## Given instruction A
In the summer drink recipes, how long is the rose petal mixture simmered?

These refreshing summer drink recipes will make deliciously cool beverages, real thirst quenchers for the entire family to enjoy. Generations ago, chilled beverages were well liked in the summer and fall seasons by people of all ages.
Healthy beverages were made using favorite seasonal fruits and other all-natural ingredients. If blocks of ice were still available under the sawdust in the old fashioned log ice-house, the drinks were served chilled. You can easily prepare the same non alcoholic drinks that your ancestors once enjoyed.
Mom's Recipe Scrapbooks (c. 1920s)
I so enjoy the all-natural mint water made using this refreshing summer drink recipe. So simple to make yet so delicious to drink on a hot day.
We have a patch of wild mint growing in a wet area near our house, and we use the leaves to make this refreshing drink. It tastes so good.
Mint leaves, chopped, 1/2 cup; tartaric acid, 1 teaspoonful; white sugar, 1/2 cup, or to taste; water, 2 cups. Mix ingredients thoroughly, strain mixture through a cloth and squeeze out any excess juice from pulp, and add water to make 6 cups. Chill.
Slice three large pippin apples, and pour over them a pint of boiling water, set in a cool place, when perfectly cold, sweeten it to the taste.
Make sure the rose petals are 100% organically grown without the use of pesticides or chemical fertilizers.
Red rose petals, 1-1/2 cups; water, 1/2 pint; sugar, 1 cup; whole cloves [to taste]. Put ingredients into a pan and bring to a boil. Cover and simmer for 50 minutes.
Cool and strain into clean bottles, and keep cool. Add 2 ounces to a glass of soda water or use in iced tea.
One quart of water, tablespoon sifted ginger, three heaping tablespoons sugar, half pint vinegar.
Wright's Book of 3000 Practical Receipts (1869)
Take a handful of either pearl barley, or the common sort, wash it clean, first in cold and afterwards in boiling water, then simmer it in a quart of water for an hour; when half-done, put into it a bit of fresh lemon peel and a little sugar; cool with ice. Rice water may be prepared as above.
Cookery (1895)
6 large teaspoons black currant jam, 1 pint of boiling water. Pour the water over the jam, stir well, and stand until cold. Strain if necessary.
2 lb of lump sugar, 3 quarts water, 1/2 oz citric acid and 1 teaspoon of fresh essence of lemon, 1 oz burnt sugar. Boil sugar and water five minutes, allow it to cool, then add the citric acid, lemon essence, and burnt sugar. Strain and bottle.
This drink will keep good for several weeks. The sugar must not be burnt too dark a color.
The Complete Confectioner, Pastry Cook, and Baker (1864)

## Records for processing
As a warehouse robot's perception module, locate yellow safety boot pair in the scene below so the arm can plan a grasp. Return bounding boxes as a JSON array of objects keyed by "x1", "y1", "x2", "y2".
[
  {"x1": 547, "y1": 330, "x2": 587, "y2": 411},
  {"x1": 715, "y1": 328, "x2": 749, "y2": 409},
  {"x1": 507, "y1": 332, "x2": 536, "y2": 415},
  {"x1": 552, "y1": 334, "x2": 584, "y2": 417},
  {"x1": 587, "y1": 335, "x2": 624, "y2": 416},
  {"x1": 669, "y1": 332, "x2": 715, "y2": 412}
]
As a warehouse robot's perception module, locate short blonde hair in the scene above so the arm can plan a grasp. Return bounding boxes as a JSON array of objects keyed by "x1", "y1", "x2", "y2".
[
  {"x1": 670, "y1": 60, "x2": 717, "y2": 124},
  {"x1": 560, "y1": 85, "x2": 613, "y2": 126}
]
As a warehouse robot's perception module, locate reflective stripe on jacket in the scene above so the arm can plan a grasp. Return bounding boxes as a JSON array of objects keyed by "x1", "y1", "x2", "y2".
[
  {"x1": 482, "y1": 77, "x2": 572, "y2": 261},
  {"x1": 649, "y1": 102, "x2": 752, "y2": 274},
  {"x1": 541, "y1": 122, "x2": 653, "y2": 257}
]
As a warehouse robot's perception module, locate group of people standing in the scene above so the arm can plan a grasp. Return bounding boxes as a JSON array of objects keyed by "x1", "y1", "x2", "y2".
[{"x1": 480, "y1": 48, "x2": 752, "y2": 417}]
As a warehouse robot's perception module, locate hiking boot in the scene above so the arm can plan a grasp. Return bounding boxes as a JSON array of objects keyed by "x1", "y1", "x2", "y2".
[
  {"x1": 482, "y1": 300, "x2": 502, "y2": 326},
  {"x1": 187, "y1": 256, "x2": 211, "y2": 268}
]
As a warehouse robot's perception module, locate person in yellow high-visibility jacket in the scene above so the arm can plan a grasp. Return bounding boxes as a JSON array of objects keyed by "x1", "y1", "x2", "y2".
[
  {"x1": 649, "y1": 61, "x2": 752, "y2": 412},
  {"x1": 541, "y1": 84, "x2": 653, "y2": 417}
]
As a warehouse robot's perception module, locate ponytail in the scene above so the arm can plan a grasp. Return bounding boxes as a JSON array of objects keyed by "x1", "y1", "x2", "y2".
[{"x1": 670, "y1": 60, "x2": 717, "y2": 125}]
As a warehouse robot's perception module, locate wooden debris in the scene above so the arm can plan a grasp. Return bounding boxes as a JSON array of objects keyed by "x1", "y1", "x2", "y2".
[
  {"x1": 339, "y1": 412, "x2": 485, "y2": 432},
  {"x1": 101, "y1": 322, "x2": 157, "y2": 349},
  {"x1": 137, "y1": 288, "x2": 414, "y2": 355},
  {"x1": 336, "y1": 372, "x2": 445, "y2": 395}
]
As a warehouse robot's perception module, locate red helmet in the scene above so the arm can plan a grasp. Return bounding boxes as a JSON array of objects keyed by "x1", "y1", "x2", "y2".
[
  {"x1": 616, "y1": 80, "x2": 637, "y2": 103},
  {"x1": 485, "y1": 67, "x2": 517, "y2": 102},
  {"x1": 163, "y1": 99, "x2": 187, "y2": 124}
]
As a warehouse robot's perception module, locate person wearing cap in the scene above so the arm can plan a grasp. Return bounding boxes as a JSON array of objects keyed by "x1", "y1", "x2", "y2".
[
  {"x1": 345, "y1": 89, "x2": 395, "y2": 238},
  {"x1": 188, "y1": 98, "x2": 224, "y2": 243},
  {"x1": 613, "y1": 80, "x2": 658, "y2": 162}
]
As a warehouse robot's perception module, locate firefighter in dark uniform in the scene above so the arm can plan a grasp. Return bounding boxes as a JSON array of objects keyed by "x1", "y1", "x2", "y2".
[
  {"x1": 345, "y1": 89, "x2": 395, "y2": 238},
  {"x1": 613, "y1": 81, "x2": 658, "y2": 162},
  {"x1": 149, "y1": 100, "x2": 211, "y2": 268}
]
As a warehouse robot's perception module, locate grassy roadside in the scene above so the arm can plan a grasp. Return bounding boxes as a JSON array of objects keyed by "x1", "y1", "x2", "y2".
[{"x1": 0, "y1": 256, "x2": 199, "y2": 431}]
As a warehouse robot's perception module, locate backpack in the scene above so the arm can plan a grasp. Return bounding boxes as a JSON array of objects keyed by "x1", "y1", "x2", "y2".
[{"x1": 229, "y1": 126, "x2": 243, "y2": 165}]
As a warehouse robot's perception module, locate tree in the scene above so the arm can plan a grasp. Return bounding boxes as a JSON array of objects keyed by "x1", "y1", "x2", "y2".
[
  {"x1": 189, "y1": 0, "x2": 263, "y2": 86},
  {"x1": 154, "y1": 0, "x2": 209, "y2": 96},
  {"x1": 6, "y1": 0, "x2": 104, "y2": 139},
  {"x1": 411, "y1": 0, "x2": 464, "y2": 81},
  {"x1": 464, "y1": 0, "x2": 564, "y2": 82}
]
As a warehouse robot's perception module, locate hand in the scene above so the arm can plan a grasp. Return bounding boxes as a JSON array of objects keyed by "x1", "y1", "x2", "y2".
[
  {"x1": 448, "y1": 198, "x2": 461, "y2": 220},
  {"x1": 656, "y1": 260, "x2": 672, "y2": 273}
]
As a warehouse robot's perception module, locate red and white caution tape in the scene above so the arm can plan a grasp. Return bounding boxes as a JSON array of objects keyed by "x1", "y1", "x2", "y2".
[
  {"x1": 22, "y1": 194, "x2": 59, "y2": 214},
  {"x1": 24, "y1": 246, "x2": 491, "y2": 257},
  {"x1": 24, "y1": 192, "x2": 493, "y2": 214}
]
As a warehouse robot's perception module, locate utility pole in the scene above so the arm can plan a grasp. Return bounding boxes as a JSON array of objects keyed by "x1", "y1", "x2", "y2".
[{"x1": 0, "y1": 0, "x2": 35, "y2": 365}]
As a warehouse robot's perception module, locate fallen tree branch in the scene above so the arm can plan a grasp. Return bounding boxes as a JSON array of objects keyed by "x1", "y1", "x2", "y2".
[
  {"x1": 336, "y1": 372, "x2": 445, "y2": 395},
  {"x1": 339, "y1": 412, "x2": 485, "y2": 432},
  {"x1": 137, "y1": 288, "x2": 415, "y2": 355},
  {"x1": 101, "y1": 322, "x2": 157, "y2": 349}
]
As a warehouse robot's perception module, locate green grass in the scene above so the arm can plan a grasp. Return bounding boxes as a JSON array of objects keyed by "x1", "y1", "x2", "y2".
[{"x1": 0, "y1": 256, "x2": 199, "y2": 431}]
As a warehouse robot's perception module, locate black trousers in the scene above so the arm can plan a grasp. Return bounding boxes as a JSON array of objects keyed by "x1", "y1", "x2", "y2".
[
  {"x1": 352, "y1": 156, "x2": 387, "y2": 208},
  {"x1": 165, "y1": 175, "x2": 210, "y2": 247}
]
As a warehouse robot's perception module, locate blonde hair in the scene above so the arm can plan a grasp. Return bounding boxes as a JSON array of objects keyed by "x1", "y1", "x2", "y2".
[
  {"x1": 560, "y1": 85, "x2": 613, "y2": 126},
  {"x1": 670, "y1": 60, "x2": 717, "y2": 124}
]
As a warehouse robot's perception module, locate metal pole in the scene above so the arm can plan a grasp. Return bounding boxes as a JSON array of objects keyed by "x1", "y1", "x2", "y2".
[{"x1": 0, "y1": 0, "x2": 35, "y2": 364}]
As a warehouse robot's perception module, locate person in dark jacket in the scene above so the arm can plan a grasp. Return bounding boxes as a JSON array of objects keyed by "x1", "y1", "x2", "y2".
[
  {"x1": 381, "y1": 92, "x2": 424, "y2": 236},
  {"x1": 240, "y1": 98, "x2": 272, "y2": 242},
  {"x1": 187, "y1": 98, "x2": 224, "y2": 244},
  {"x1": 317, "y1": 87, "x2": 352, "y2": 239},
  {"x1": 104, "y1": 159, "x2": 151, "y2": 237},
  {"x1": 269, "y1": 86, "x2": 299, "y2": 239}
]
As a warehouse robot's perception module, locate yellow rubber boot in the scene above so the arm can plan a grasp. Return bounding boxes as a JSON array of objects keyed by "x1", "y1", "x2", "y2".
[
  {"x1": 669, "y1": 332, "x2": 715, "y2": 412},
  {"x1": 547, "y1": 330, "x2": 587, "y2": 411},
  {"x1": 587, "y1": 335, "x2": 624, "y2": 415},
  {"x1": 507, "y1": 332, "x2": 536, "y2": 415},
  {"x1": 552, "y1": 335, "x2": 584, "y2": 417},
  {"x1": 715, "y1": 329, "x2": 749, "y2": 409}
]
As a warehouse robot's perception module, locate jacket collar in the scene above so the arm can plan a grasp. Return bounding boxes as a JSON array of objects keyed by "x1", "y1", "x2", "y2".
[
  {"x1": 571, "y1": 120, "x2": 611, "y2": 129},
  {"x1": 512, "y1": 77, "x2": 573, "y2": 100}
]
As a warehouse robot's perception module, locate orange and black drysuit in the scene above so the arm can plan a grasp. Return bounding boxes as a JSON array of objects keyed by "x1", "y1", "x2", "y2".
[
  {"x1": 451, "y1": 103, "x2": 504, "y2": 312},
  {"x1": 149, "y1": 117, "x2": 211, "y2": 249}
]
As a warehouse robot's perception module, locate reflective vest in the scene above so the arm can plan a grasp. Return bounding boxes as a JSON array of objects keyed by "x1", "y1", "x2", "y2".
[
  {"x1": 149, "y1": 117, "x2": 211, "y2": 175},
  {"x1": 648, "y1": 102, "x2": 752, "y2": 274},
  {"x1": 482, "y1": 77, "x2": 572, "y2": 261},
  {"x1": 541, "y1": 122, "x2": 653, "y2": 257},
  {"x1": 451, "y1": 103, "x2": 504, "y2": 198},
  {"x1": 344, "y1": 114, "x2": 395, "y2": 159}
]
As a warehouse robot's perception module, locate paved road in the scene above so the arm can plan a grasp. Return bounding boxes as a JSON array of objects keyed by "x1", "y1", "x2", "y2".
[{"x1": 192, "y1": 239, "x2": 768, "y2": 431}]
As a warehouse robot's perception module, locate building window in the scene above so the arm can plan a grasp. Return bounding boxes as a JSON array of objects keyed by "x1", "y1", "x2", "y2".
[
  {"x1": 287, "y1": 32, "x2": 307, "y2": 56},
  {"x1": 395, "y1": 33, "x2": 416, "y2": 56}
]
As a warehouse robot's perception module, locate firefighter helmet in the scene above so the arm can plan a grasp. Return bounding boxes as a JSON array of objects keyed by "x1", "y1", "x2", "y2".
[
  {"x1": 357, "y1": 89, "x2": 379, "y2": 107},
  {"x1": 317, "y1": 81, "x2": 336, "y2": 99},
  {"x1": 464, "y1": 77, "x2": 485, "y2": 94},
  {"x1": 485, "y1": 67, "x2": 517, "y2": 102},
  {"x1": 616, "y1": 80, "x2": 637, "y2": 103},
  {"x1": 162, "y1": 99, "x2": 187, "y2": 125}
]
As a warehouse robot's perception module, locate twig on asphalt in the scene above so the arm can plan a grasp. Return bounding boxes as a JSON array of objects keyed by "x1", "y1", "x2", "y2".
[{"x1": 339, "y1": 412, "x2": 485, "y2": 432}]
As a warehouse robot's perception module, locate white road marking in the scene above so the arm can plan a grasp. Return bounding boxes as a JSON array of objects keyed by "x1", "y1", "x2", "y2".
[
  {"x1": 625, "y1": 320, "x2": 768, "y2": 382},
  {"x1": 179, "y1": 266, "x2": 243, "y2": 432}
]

## Given instruction B
State how many lines of the entries above contain the string "pole". Give only the number.

## Exercise output A
50 minutes.

## Exercise output B
2